+++ Excerpted passage
Opposition military bases have been established close to some makeshift hospitals—even, in some cases, in the same building. These hospitals are at serious risk of being caught in the middle of fighting, or even directly hit in an attack. According to Syrian authorities, of 91 public hospitals across the country, 55 have been affected, of which 20 have been damaged, and 35 are out of service, as of June 2013.
WHERE WE GO
The collateral damage of attacks on patients, wounded, sick, personnel, ambulances, and medical structures extends far beyond those injured from these violent abuses. These incidents have the power to create “deserts” in terms of access to health care in many of today’s bloodiest conflicts.
While it is difficult to ascertain the scale of this phenomenon, the real challenge is to find ways to prevent these acts from happening. The primary responsibility to stop the targeting, obstruction, or abuse of medical services lies with states and parties engaged in conflict. Health workers must be supported in carrying out their medical duties. States must ensure that all possible measures are taken to protect medical action through national legislation and that these measures are implemented.
++++++
→ **Exercise goal**
Carry on the passage about protecting medical care in armed conflict, beginning right after its last sentence. The records that come next are separate material and have no connection to the passage on protecting medical care in armed conflict.
+++ Data section
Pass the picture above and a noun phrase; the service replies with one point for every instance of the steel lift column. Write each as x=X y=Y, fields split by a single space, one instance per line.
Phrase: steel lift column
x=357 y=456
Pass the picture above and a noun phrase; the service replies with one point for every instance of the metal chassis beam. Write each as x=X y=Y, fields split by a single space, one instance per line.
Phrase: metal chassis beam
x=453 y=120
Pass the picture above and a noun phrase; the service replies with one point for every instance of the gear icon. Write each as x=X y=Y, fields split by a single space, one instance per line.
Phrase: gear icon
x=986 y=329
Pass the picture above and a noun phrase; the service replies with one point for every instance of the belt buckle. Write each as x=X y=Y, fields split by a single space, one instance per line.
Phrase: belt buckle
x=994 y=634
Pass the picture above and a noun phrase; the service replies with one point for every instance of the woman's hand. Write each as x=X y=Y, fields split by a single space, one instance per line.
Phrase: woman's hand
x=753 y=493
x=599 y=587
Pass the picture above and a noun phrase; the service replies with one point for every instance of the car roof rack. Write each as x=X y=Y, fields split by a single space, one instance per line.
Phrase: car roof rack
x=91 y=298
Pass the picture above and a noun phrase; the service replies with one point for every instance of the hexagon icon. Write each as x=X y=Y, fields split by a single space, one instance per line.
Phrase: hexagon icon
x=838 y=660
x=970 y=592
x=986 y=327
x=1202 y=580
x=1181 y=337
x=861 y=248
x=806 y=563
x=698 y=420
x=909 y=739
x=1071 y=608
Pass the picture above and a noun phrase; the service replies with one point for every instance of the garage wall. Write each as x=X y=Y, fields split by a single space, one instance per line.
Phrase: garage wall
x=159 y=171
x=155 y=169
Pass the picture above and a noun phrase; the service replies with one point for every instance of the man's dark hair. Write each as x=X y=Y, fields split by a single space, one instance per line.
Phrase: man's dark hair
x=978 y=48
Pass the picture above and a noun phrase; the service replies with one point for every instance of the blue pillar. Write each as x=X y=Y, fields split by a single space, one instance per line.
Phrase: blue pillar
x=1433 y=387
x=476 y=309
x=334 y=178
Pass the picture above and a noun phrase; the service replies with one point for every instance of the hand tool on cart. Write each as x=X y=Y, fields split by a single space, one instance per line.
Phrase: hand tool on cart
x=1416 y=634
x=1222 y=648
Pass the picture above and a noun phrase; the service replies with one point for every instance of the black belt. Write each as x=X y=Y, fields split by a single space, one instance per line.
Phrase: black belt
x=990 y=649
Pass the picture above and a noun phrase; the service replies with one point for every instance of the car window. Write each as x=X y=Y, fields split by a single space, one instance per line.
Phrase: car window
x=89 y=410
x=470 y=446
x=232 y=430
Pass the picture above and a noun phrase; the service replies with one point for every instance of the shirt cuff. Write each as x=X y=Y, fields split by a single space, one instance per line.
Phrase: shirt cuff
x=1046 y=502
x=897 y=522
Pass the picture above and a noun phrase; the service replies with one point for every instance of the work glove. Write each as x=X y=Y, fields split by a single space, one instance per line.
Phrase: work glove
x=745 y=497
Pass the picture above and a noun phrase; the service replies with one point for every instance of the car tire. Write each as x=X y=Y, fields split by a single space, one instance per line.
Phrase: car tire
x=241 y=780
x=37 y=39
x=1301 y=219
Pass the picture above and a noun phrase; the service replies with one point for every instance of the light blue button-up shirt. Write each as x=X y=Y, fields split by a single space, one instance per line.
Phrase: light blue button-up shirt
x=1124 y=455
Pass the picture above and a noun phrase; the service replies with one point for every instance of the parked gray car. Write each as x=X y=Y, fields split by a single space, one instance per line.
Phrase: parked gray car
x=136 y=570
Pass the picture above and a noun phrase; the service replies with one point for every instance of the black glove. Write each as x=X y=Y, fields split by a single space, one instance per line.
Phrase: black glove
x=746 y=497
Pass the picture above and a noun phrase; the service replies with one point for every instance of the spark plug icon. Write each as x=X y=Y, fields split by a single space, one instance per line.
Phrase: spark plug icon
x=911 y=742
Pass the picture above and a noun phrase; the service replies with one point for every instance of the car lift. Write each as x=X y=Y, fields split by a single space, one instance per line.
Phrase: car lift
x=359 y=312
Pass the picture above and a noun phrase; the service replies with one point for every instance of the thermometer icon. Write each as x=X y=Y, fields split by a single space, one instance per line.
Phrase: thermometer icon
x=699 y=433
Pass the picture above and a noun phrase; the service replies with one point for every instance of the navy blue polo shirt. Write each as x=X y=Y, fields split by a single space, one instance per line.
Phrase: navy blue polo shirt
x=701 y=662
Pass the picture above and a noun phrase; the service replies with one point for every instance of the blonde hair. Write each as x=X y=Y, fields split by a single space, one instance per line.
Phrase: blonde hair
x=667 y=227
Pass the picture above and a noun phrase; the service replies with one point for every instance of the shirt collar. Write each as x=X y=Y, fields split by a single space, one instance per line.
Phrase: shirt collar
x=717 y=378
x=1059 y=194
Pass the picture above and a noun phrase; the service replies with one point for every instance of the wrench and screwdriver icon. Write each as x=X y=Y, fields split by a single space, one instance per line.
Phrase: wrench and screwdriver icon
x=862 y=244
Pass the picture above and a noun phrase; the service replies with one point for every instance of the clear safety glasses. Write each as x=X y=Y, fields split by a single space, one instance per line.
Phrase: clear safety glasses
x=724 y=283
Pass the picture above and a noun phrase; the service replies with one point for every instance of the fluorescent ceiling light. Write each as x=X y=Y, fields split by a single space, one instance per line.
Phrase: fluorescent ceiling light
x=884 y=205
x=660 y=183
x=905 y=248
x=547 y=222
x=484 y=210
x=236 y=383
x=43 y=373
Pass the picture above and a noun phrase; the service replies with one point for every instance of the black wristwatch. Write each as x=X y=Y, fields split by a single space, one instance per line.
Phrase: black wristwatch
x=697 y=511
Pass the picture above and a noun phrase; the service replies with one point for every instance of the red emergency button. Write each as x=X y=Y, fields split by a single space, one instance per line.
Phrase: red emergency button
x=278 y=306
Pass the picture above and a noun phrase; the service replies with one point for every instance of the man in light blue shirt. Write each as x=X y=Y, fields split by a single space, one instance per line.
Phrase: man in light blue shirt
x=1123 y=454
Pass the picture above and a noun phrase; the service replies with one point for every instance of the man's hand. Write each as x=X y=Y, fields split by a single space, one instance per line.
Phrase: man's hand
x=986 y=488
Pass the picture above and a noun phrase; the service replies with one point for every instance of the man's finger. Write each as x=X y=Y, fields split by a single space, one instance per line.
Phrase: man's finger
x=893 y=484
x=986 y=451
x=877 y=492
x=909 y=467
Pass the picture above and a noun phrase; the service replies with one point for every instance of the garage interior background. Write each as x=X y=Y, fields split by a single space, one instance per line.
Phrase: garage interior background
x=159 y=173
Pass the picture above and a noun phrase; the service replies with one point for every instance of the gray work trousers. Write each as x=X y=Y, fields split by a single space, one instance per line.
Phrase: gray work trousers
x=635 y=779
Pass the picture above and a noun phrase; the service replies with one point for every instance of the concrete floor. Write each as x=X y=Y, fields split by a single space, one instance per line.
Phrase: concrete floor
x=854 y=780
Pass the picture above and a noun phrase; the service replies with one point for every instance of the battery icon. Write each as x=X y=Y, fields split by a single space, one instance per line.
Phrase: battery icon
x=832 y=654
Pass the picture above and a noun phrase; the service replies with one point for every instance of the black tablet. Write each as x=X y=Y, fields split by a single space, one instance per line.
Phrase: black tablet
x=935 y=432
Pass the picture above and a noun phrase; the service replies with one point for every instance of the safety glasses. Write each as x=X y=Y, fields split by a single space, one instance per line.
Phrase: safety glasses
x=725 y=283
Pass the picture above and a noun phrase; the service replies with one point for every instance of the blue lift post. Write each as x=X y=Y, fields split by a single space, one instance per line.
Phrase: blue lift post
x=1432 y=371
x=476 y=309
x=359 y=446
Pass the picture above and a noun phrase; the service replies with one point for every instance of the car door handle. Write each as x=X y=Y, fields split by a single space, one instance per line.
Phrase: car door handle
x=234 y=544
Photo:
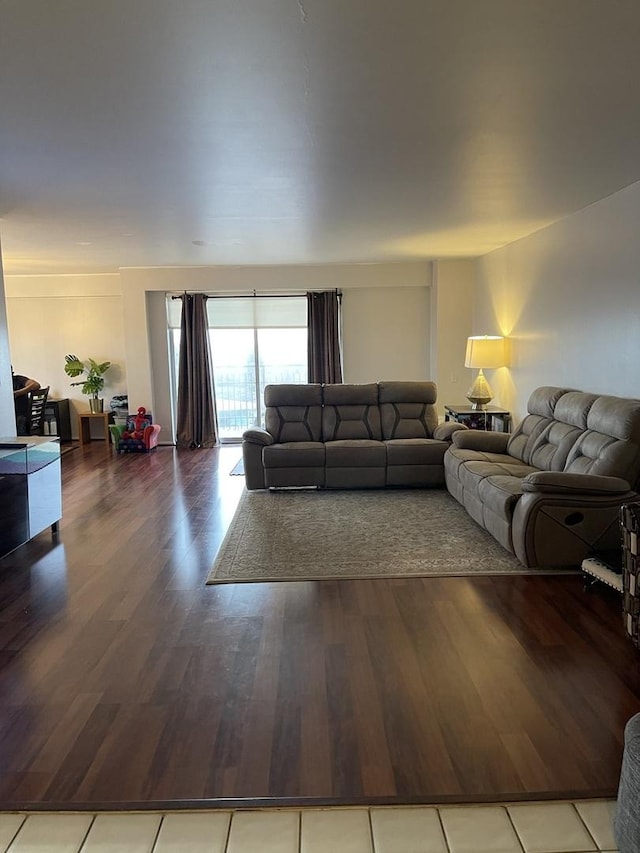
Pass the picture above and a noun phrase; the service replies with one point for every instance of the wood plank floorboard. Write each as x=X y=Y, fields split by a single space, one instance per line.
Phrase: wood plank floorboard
x=126 y=682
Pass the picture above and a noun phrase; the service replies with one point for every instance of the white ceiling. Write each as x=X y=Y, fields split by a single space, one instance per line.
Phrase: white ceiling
x=197 y=132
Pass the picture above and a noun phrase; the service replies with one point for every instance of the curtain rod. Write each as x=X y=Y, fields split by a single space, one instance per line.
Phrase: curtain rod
x=257 y=295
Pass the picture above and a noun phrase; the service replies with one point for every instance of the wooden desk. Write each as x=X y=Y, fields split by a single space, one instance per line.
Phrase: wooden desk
x=84 y=425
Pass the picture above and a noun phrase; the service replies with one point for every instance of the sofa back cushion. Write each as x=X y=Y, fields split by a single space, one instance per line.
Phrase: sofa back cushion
x=293 y=412
x=407 y=409
x=350 y=412
x=610 y=445
x=540 y=406
x=552 y=447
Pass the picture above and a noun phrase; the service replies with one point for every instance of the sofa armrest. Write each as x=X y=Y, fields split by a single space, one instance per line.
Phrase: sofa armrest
x=559 y=483
x=445 y=431
x=256 y=435
x=476 y=439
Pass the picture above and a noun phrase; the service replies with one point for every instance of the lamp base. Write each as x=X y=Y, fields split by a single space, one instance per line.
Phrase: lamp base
x=480 y=392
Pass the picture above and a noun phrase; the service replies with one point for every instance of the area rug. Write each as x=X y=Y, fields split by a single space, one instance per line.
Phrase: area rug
x=383 y=533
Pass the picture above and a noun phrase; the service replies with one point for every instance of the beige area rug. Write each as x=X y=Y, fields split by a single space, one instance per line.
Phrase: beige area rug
x=379 y=533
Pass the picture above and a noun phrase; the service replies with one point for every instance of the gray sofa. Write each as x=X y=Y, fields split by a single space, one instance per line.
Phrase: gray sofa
x=550 y=492
x=348 y=436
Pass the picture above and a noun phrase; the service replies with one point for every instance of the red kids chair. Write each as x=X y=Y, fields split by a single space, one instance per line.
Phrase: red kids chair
x=138 y=435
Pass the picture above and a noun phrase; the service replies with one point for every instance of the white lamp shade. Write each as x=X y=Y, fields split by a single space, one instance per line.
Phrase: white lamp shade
x=485 y=351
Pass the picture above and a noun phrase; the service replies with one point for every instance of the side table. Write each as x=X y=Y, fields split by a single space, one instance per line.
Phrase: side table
x=84 y=425
x=490 y=418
++++++
→ **Response to this exercise**
States and non-state actors alike must implement and respect weapons-free policies within health premises; abstain from using force against demilitarized health or humanitarian structures, vehicles, and premises; and commit not to arrest or seek information from patients during their stay in medical facilities.
When armed teams provide security or medical aid to win “hearts and minds,” or hospitals are militarized, the results can be potentially lethal for patients and health care workers. When some schools, health facilities, or aid convoys become militarized by one side, they all become potential targets for the other side. All belligerents must make a commitment to recognize health structures and ambulances as “demilitarized sanctuaries,” and thereby off-limits from combat, police, and intelligence operations. And such commitments must be implemented at the very outset of any conflict.
Rhetoric is also critical. It is essential that states and non-state actors in their public discourse and modes of military deployment maintain an explicit distinction between partisan deliverers of relief and impartial humanitarian actors. Mixing motives for providing aid is a slippery slope that undermines the acceptance of the entire spectrum of medical assistance. Furthermore, medical and humanitarian organizations have a responsibility to remain true to their principles and not allow the politicization of their services.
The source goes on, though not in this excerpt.